--- Start of Working data ---

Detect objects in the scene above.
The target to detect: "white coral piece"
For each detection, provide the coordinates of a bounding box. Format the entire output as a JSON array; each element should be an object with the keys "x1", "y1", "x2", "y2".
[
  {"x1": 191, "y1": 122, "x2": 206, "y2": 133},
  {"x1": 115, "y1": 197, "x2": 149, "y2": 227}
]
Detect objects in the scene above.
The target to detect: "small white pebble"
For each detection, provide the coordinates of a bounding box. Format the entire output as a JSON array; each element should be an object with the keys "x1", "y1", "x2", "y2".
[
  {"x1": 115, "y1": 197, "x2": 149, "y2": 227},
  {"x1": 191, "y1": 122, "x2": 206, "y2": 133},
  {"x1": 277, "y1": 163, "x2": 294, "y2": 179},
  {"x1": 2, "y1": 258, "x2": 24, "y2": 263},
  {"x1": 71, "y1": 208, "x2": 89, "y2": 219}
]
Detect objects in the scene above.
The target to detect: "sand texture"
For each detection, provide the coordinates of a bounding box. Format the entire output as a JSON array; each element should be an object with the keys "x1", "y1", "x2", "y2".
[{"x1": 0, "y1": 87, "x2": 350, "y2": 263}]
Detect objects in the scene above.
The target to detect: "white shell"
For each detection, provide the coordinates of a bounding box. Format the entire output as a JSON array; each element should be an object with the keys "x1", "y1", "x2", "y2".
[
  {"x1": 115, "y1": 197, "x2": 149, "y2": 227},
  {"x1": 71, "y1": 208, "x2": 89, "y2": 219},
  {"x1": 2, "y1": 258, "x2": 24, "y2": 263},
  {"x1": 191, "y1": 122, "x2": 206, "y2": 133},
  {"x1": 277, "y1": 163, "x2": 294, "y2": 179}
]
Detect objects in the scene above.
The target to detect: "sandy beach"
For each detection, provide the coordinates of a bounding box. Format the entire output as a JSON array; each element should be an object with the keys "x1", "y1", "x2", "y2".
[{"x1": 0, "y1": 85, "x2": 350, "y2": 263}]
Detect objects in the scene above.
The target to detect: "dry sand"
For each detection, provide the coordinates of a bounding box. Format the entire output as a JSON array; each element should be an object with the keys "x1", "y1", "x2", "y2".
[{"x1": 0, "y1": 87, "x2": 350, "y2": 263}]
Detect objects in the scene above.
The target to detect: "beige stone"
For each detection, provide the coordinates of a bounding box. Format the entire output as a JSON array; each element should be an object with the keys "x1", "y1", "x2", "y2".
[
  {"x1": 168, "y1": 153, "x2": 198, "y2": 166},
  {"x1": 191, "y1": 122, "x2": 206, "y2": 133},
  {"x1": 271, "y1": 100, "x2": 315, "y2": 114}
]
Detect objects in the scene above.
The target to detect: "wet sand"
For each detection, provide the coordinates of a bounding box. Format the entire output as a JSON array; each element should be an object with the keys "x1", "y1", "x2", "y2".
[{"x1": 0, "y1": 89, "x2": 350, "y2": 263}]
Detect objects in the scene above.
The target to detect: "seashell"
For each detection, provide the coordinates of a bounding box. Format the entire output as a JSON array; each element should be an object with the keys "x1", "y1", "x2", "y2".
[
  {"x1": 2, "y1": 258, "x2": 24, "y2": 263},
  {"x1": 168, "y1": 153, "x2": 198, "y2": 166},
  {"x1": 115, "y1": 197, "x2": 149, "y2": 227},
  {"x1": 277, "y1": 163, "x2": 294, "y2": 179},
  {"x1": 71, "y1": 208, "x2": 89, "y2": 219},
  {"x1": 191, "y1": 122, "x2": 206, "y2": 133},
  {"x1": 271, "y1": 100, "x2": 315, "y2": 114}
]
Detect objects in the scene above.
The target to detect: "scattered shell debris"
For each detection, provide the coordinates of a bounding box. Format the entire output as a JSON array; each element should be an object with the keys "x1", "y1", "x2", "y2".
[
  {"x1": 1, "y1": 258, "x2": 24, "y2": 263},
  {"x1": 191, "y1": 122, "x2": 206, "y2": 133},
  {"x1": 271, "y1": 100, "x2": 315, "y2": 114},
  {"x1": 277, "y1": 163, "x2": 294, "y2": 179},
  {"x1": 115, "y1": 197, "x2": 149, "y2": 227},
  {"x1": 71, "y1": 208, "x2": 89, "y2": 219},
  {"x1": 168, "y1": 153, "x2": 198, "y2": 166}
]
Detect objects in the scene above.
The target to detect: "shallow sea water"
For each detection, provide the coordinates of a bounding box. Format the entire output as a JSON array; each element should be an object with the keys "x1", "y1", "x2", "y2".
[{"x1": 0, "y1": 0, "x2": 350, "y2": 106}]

--- End of Working data ---

* Your task
Repeat the records above exactly, from the first line to the last.

* Completed task
Detect objects in the scene above.
The target to detect: "white coral piece"
For each detection, provide the coordinates of a bounding box. Format the entire output as a JSON array; each element should be an object with the keys "x1", "y1", "x2", "y2".
[
  {"x1": 191, "y1": 122, "x2": 206, "y2": 133},
  {"x1": 115, "y1": 197, "x2": 149, "y2": 227}
]
Detect objects in the scene above.
The target to detect: "small white pebble"
For each detection, provide the coordinates of a bounding box. Format the entire output as a JSON array; each element should be an object with the keys "x1", "y1", "x2", "y2".
[
  {"x1": 115, "y1": 197, "x2": 149, "y2": 227},
  {"x1": 191, "y1": 122, "x2": 206, "y2": 133},
  {"x1": 277, "y1": 163, "x2": 294, "y2": 179},
  {"x1": 2, "y1": 258, "x2": 24, "y2": 263},
  {"x1": 71, "y1": 208, "x2": 89, "y2": 219}
]
Detect objects in the scene above.
The target to detect: "sand texture"
For each detection, provide the coordinates of a bounding box. Format the entire output as a JSON array; each element should be an object with the keys "x1", "y1", "x2", "y2".
[{"x1": 0, "y1": 87, "x2": 350, "y2": 263}]
Detect objects in the scene above.
The target to detect: "white shell"
For each detection, provide the coordinates of a bounding box. Format the entire output as a JSON array; each element should be an object with the keys "x1", "y1", "x2", "y2".
[
  {"x1": 115, "y1": 197, "x2": 149, "y2": 227},
  {"x1": 71, "y1": 208, "x2": 89, "y2": 219},
  {"x1": 2, "y1": 258, "x2": 24, "y2": 263},
  {"x1": 191, "y1": 122, "x2": 206, "y2": 133},
  {"x1": 277, "y1": 163, "x2": 294, "y2": 179}
]
Detect objects in the scene above.
The target to detect: "sandy beach"
For each detection, provide the coordinates of a bounding box. Format the entire output as a JSON array; each element should be an object with the keys "x1", "y1", "x2", "y2".
[{"x1": 0, "y1": 85, "x2": 350, "y2": 263}]
Detect objects in the scene above.
The target to detect: "dry sand"
For each detection, provide the coordinates of a bounding box. Format the entire output as a JSON array; each element should be an object with the keys "x1", "y1", "x2", "y2".
[{"x1": 0, "y1": 87, "x2": 350, "y2": 263}]
Detect objects in the scene above.
The target to detect: "beige stone"
For each detection, provide the coordinates of a bounding box. Format the entire output as a JSON array; each element should be an object with the keys "x1", "y1", "x2", "y2".
[
  {"x1": 168, "y1": 153, "x2": 198, "y2": 166},
  {"x1": 191, "y1": 122, "x2": 206, "y2": 133},
  {"x1": 271, "y1": 100, "x2": 315, "y2": 114}
]
Detect objects in the scene above.
The target to detect: "wet sand"
For each detection, provide the coordinates of a bounding box. Format the entire output as a JSON array; each element should be an object with the keys "x1", "y1", "x2", "y2".
[{"x1": 0, "y1": 89, "x2": 350, "y2": 263}]
Detect objects in the scene above.
The target to detect: "seashell"
For each detection, provide the coordinates of a bounding box. Format the entire output as a JSON array; each element should be an object with the keys "x1", "y1", "x2", "y2".
[
  {"x1": 2, "y1": 258, "x2": 24, "y2": 263},
  {"x1": 168, "y1": 153, "x2": 198, "y2": 166},
  {"x1": 115, "y1": 197, "x2": 149, "y2": 227},
  {"x1": 277, "y1": 163, "x2": 294, "y2": 179},
  {"x1": 71, "y1": 208, "x2": 89, "y2": 219},
  {"x1": 191, "y1": 122, "x2": 206, "y2": 133},
  {"x1": 271, "y1": 100, "x2": 315, "y2": 114}
]
Detect objects in the scene above.
The target to detect: "scattered shell debris"
For each detection, provide the coordinates of a bounding box. Format the entire output as a JSON array; each element should be an object with the keys "x1", "y1", "x2", "y2".
[
  {"x1": 1, "y1": 258, "x2": 24, "y2": 263},
  {"x1": 191, "y1": 122, "x2": 206, "y2": 133},
  {"x1": 271, "y1": 100, "x2": 315, "y2": 114},
  {"x1": 277, "y1": 163, "x2": 294, "y2": 179},
  {"x1": 115, "y1": 197, "x2": 149, "y2": 227},
  {"x1": 71, "y1": 208, "x2": 89, "y2": 219},
  {"x1": 168, "y1": 153, "x2": 198, "y2": 166}
]
Detect objects in the scene above.
The target to detect: "shallow sea water"
For each detection, provide the coordinates of a bounding box. Format the entire output as a JSON array; each element should be an object with the keys "x1", "y1", "x2", "y2".
[{"x1": 0, "y1": 0, "x2": 350, "y2": 106}]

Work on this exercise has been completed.